本文:
◆ ◆ ◆ ◆
武装としてのファッション

愛知学院大学人間文化研究所所報』38号(2012年9月刊行)


<題名>「武装としてのファッション」
<著者>熊田一雄(宗教文化学科准教授)


―「見ることには愛があるが、見られることには憎悪がある」(安部公房箱男』)


 ファッションには、「武装」としての側面があるのではないか。本稿では、そのことをミュージシャンの椎名林檎、小説=映画の『下妻物語』、ミュージシャンのレディー・ガガを例にとって論じてみたい。
 まず、若者にカリスマ的な人気のある、ロックバンド「東京事変」の元・ボーカル椎名林檎(1978―)と彼女のファッションをジェンダーの視点から考察したい。好きなファンはファッションまで真似するという、カリスマ性のあるミュージシャンである。椎名林檎の音楽作品には、ジェンダーの視点から見て興味深いものが多い。
◆ ◆ ◆ ◆
課題 1:
ファッションを「武装」として論じた本文のうち、「まず、若者にカリスマ的な人気のある」で始まる段落を、主要な事実を残したまま箇条書きで簡潔にまとめてください。
課題 2:
ファッションを「武装」として論じた本文から、「まず、若者にカリスマ的な人気」という語句を含む箇所で始まり「から見て興味深いものが多い。」で終わる部分を、一字一句違えずに書き写してください。
課題 3:
ファッションを「武装」として論じた本文の続きを、最後の文の後から書き継いでください。

表示情報:
◆ ◆ ◆ ◆
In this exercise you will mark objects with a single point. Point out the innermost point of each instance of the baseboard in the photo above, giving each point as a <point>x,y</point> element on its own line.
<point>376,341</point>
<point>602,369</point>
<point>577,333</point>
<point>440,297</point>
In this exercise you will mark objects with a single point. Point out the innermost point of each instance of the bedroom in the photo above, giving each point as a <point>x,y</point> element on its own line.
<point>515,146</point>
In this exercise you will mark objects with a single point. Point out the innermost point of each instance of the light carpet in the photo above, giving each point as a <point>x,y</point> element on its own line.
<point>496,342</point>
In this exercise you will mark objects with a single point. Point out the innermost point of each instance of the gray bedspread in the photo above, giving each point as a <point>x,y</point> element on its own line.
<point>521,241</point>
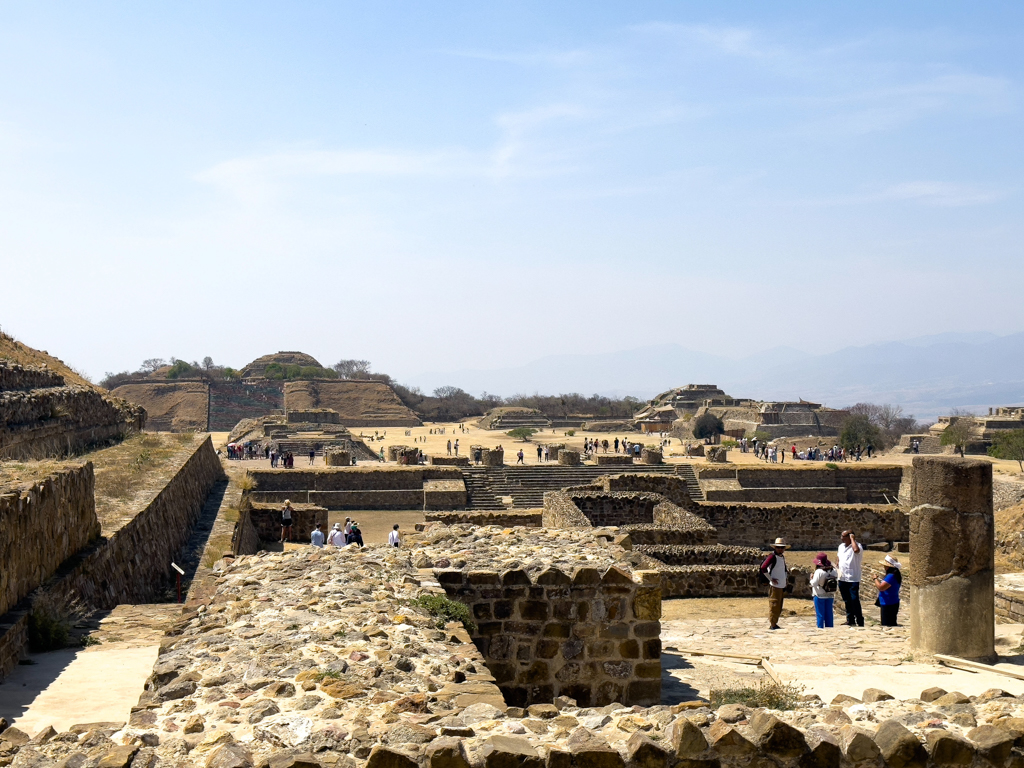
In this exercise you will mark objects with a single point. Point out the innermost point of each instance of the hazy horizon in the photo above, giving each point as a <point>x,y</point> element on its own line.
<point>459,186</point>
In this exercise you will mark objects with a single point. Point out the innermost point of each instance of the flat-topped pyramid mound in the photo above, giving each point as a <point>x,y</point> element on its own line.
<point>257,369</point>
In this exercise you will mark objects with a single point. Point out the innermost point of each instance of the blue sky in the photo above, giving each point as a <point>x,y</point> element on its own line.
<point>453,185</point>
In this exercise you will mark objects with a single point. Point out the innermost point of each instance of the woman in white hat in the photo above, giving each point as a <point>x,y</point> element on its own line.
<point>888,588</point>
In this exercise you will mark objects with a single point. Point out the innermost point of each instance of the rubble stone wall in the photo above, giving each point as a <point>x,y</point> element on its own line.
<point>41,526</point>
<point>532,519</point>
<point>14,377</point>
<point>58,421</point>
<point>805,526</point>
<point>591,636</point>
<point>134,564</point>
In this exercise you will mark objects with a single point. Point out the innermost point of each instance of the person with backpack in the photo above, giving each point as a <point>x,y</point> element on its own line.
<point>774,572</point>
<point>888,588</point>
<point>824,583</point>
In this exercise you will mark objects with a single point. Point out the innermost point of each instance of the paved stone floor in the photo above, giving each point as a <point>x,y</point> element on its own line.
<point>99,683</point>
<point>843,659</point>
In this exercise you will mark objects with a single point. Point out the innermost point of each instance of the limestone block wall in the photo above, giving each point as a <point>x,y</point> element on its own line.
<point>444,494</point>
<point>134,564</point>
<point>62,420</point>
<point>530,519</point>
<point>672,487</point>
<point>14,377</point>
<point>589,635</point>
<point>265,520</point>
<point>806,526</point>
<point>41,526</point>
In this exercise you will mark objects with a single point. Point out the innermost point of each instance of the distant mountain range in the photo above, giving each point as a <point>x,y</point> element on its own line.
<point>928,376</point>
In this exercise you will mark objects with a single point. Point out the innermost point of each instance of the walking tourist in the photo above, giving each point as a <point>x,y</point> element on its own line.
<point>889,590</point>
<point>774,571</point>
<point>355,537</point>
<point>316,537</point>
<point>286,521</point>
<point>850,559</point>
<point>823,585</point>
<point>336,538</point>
◆ ◆ ◆ ◆
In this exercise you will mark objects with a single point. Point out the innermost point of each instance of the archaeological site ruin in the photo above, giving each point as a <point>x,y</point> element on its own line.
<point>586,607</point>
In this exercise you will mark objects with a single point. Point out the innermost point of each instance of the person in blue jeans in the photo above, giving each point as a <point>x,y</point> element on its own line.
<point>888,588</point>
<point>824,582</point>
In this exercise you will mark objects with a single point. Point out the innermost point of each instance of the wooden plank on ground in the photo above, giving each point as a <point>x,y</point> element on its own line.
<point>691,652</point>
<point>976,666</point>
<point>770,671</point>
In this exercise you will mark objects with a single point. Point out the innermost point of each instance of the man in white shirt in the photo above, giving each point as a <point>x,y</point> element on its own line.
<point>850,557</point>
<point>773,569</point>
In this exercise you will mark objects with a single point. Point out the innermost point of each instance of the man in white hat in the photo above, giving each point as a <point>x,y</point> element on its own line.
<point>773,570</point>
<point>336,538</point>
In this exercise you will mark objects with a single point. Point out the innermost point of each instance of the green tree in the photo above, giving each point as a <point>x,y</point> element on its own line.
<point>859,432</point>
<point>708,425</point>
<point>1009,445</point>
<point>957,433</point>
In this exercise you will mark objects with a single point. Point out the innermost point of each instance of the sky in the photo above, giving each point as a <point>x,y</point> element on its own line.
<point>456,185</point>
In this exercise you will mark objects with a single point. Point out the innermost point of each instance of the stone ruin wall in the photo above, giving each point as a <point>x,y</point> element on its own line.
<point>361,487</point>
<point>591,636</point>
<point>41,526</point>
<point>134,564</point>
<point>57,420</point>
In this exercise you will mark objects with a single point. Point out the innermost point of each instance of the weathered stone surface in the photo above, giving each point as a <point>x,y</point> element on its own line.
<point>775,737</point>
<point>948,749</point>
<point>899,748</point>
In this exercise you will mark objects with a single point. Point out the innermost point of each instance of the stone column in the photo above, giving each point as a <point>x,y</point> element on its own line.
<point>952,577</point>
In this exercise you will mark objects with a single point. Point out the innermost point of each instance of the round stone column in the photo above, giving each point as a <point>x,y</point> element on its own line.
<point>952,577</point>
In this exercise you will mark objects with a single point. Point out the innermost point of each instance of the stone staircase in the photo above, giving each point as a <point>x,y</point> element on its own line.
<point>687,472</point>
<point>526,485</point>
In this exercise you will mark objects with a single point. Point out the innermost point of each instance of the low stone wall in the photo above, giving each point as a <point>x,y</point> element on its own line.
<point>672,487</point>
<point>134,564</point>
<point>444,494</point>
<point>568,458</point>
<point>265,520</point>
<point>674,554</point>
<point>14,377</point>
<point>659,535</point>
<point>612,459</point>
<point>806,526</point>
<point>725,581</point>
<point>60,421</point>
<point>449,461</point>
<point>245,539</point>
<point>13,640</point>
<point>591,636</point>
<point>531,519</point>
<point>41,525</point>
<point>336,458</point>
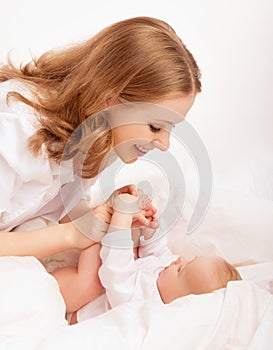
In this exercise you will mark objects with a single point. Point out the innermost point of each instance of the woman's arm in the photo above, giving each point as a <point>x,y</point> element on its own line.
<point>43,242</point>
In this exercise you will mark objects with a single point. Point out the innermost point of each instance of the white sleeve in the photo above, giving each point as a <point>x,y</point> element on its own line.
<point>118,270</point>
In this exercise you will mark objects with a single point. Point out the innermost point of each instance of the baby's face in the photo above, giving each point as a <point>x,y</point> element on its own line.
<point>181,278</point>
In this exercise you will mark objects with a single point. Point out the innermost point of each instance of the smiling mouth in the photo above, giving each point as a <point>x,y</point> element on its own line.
◆ ◆ ◆ ◆
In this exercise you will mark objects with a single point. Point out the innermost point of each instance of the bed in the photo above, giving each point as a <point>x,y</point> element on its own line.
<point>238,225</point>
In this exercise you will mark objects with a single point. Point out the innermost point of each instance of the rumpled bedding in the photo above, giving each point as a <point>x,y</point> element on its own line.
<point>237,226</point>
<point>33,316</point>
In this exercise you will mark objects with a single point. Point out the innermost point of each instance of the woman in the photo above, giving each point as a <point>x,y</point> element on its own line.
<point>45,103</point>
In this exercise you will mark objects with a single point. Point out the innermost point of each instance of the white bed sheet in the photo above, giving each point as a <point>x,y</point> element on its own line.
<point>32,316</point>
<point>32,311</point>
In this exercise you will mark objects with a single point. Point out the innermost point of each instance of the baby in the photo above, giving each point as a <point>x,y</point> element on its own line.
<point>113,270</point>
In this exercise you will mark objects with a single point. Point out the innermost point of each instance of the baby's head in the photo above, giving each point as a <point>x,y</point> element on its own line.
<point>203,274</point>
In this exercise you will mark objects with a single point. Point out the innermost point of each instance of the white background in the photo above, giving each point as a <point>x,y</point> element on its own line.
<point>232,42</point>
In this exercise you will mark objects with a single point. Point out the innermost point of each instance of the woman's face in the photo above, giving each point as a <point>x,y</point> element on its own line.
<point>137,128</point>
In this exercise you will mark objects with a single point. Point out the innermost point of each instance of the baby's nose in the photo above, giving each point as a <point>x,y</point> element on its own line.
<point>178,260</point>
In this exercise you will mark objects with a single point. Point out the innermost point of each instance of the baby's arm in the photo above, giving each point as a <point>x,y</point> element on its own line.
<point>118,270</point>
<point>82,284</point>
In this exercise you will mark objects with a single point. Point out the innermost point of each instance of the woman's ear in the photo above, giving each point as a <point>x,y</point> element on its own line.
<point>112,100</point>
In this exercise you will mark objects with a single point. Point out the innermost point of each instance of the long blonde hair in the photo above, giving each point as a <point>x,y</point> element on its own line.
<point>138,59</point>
◆ ◆ ◆ ◆
解答 1:
- 対象:ロックバンド「東京事変」の元ボーカル、椎名林檎(1978―)
- 人気:若者にカリスマ的な人気があり、ファンはファッションまで真似する
- 考察の方法:本人とそのファッションをジェンダーの視点から考察する
- 音楽作品:ジェンダーの視点から見て興味深いものが多い

解答 2:
まず、若者にカリスマ的な人気のある、ロックバンド「東京事変」の元・ボーカル椎名林檎(1978―)と彼女のファッションをジェンダーの視点から考察したい。好きなファンはファッションまで真似するという、カリスマ性のあるミュージシャンである。椎名林檎の音楽作品には、ジェンダーの視点から見て興味深いものが多い。

解答 3:
 たとえば、椎名林檎の初期の大ヒット曲「歌舞伎町の女王」(1998年)の歌詞は、男性向けの歓楽街で高級娼婦の母に捨てられた娘が、自分も高級娼婦になるという内容である。この曲の歌詞は、男性中心社会において、現代的な母娘関係が抱えがちな心理的葛藤をデフォルメ(誇張)したものとして分析することが可能である。
 このように、椎名林檎の初期のヒット曲には、「痛い」内容のものが少なくない。1998年にデビューした当時は、彼女自身が「女ぎらい」を内面化して「自己嫌悪」してしまい、「生きづらい」人だったのではないだろうか。自分を「ちっぽけで汚らしい動物、牝」に喩えた楽曲「サカナ」が、初期の椎名林檎の「女ぎらい=自己嫌悪」をよく表している。ところが、椎名林檎の円熟した近年の音楽作品からは、そうした「痛さ」が消えている。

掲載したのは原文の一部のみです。